The expected answer is the complete listing, reproduced character for character.
┄┄┄┄┄┄
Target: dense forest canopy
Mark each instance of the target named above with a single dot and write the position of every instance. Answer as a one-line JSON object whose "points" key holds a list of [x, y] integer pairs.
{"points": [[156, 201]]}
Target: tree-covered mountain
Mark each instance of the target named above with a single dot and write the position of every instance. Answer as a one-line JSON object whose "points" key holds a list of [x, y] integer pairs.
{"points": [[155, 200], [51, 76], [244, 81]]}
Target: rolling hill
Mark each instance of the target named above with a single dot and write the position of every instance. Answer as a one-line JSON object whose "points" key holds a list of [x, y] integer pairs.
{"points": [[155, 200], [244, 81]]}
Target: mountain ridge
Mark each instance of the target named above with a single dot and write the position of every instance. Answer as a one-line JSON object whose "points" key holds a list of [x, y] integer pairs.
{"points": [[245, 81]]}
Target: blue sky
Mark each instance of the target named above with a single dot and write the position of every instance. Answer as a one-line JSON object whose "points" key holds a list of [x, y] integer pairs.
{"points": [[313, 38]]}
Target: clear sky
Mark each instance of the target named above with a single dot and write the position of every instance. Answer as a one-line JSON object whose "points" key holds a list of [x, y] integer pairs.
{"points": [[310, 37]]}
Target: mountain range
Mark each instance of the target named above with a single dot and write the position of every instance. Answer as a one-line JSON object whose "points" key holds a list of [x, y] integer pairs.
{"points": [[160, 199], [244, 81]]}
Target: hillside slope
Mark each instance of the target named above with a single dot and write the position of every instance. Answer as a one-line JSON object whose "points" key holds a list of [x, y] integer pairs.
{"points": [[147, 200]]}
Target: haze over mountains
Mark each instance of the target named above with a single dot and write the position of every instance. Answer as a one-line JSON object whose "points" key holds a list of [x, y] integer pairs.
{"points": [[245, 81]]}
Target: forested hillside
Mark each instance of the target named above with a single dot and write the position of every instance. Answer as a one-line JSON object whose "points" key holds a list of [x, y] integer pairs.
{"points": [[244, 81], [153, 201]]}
┄┄┄┄┄┄
* [Output for this task]
Target: dense forest canopy
Mark each instance of the target named above with a single dot and write the position of every instance. Answer as a one-line JSON object whose "points" key holds a list of [x, y] integer pairs.
{"points": [[156, 201]]}
Target: tree-covered mountain
Mark each instance of the target named above with a single dot and write the position of every instance. Answer as a one-line JSON object whose "points" key holds a list of [x, y] integer pairs.
{"points": [[155, 200], [51, 76], [244, 81]]}
Target: rolling hill
Mark each instance of the target named above with a single dot and write the position of every instance. Answer as a one-line JSON object whose "points" key holds a list of [x, y] integer pairs.
{"points": [[155, 200], [244, 81]]}
Target: mountain ridge
Mark each instance of the target named above with a single dot and write the position of every instance. Answer as a one-line JSON object whose "points" key holds a list of [x, y] integer pairs.
{"points": [[245, 81]]}
Target: blue sky
Mark each instance of the target named above with a single dot and write the position of every instance. Answer as a one-line JSON object whose "points" key holds a list of [x, y] integer pairs.
{"points": [[313, 38]]}
Target: clear sky
Mark each instance of the target named above with a single dot and write the position of every instance. Answer as a one-line JSON object whose "points" key holds a list of [x, y] integer pairs.
{"points": [[310, 37]]}
Target: mountain range
Mark each instance of the target named above with a single dot and write the position of every instance. Answer as a one-line JSON object whose "points" key holds a list of [x, y] integer pairs.
{"points": [[160, 199], [244, 81]]}
Target: hillside slope
Mark each instance of the target named above with a single dot and write the position of every instance. Answer as a one-line JSON object whose "points" key holds a list of [x, y] integer pairs.
{"points": [[147, 200]]}
Target: haze over mountains
Mark each instance of the target named above with a single dot and write the position of every instance. Answer as a one-line JSON object whose "points" key holds a list of [x, y] integer pairs.
{"points": [[245, 81]]}
Target: forested hillside
Mark each instance of the target named above with a single dot and write the position of every instance. Answer as a one-line JSON object whose "points" key holds a list of [x, y] integer pairs.
{"points": [[244, 81], [153, 201]]}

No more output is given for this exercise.